### SHORT EXERCISE:
Print out every line, exactly as written.

### DATA TO USE:
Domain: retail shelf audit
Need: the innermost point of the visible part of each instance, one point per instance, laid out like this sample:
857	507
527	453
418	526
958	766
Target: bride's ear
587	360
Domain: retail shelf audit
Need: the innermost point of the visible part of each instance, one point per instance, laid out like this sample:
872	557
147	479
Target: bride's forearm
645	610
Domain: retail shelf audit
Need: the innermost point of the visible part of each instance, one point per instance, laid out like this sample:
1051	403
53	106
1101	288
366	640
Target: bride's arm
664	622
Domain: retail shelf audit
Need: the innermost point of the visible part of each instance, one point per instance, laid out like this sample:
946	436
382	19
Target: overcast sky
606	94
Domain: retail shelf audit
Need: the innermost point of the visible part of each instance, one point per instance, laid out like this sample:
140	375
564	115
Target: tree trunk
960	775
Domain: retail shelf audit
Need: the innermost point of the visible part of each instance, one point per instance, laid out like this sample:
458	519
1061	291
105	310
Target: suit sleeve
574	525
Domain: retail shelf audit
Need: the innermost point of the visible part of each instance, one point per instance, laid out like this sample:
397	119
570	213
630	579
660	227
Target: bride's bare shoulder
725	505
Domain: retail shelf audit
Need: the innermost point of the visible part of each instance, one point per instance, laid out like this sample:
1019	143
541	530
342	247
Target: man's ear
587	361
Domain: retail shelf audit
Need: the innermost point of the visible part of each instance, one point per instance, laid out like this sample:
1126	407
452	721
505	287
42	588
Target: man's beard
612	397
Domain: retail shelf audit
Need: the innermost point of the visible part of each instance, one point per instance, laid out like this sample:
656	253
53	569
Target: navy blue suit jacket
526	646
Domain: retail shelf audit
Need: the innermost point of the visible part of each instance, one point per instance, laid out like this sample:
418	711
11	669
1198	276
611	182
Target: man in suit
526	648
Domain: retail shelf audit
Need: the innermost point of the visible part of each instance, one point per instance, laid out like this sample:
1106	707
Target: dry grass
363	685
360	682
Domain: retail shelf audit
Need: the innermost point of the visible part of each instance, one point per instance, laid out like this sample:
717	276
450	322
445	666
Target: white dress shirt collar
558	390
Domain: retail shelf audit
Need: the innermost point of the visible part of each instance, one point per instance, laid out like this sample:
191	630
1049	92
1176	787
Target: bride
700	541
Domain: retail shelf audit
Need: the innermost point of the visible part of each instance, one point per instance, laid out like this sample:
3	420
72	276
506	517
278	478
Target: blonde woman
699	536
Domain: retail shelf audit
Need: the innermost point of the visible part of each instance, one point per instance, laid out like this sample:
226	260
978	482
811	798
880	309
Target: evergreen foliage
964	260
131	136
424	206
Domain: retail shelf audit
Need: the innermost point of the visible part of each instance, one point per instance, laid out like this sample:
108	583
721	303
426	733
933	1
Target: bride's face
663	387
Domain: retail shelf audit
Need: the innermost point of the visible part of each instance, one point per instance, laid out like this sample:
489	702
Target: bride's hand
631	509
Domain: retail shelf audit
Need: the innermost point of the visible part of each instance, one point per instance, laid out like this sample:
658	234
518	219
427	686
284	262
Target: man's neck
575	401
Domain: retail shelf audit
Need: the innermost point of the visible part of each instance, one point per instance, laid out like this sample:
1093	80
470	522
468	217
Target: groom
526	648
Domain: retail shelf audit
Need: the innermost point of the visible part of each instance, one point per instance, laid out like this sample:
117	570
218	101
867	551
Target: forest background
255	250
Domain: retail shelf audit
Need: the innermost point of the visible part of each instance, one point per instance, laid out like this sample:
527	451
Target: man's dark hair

### THE RESULT:
Domain: retail shelf audit
Need: the innermost point of the visible part of each instance, one point per instance, laid out like this sample:
857	507
527	453
418	526
958	766
Target: bride's ear
587	360
Domain: retail shelf audit
Need: the innermost point of the visible part of each instance, one point per instance, laid out like this sample:
872	557
147	479
Target: bride's forearm
645	610
Domain: retail shelf audit
Need: the innermost point of the visible part of each instance, one point per instance, laid out like this sample:
1051	403
53	106
1101	288
366	640
Target: bride's arm
664	622
Domain: retail shelf audit
Need: the innermost point of the visible part of each instance, one point per instance, laid out like this sample:
946	436
382	19
Target: overcast sky
606	94
Domain: retail shelf audit
Need: the innermost point of the visible part of each instance, one point per instance, laid out like this sample:
140	375
564	115
Target: tree trunk
960	775
Domain: retail shelf audit
Need: the innermost point of the visible part of each instance, one point per instance, laid out like this sample:
458	519
1061	291
105	310
Target: suit sleeve
574	525
Domain: retail shelf audit
Need: the innermost point of the visible part of each instance, one point per instance, laid out like this sample:
397	119
570	213
630	579
660	227
Target: bride's bare shoulder
725	505
Domain: retail shelf audit
Need: the innermost point of the visible part of each instance, one point per instance, laid out like this sample:
1019	143
541	530
342	247
Target: man's ear
587	361
Domain: retail shelf audit
Need: the innermost point of the visible part of each instance, one point per instance, laid out like this sample:
1126	407
452	721
505	287
42	588
Target: man's beard
612	397
Domain: retail shelf audit
Need: the innermost point of the visible part of each instance, one point per instance, laid out like this sample:
656	253
53	569
Target: navy blue suit jacket
526	646
Domain: retail shelf audit
Need: the innermost point of the visible part of each instance, one point per instance, laid out like this sample:
418	711
11	669
1198	276
611	182
Target: man in suit
526	648
Domain: retail shelf audit
Need: the innermost point of the visible part of each instance, one point per instance, laid out like this sample:
1106	707
Target: dry grass
363	685
360	682
Domain: retail shelf audit
Need: the innermost point of the visible part of each instance, one point per instance, laid out like this sample:
717	276
450	322
445	666
Target: white dress shirt collar
558	390
Domain: retail shelf audit
Need: the innermost point of the visible part of each instance, one point per instance, laid out like this sample:
191	630
1049	92
1176	787
Target: bride
700	541
Domain: retail shelf audit
Need: the innermost point of the visible part of each instance, one point per instance, laid out like this sample:
3	420
72	276
506	517
278	478
Target: blonde woman
699	536
Domain: retail shelf audit
Need: the innermost point of the visible part of each instance, one point per instance, laid out like this sample:
226	260
978	482
811	798
880	309
Target: evergreen foliage
964	260
131	136
424	206
Domain: retail shelf audit
Need: the innermost point of the visible part of each instance, one point per instance, laid out like this sample:
108	583
721	303
426	733
933	1
Target: bride's face
663	387
Domain: retail shelf audit
Need: the innermost point of the visible part of each instance, one point per instance, laid out like this sample:
489	702
Target: bride's hand
631	509
Domain: retail shelf audit
Need: the innermost point of the visible part of each instance, one point per instance, laid out like this sample:
658	234
518	219
427	686
284	262
Target: man's neck
575	401
Domain: retail shelf audit
Need: the innermost point of the visible part of each instance, one point per instance, laid out like this sample:
1093	80
470	522
468	217
Target: groom
526	648
Domain: retail shelf audit
Need: the innermost point of the visible part of each instance, one point per instance, laid out like this sample:
117	570
218	101
867	551
Target: forest background
255	250
Domain: retail shelf audit
Need: the innermost point of the visible part of each instance, one point per instance, laid out like this sample:
527	451
Target: man's dark hair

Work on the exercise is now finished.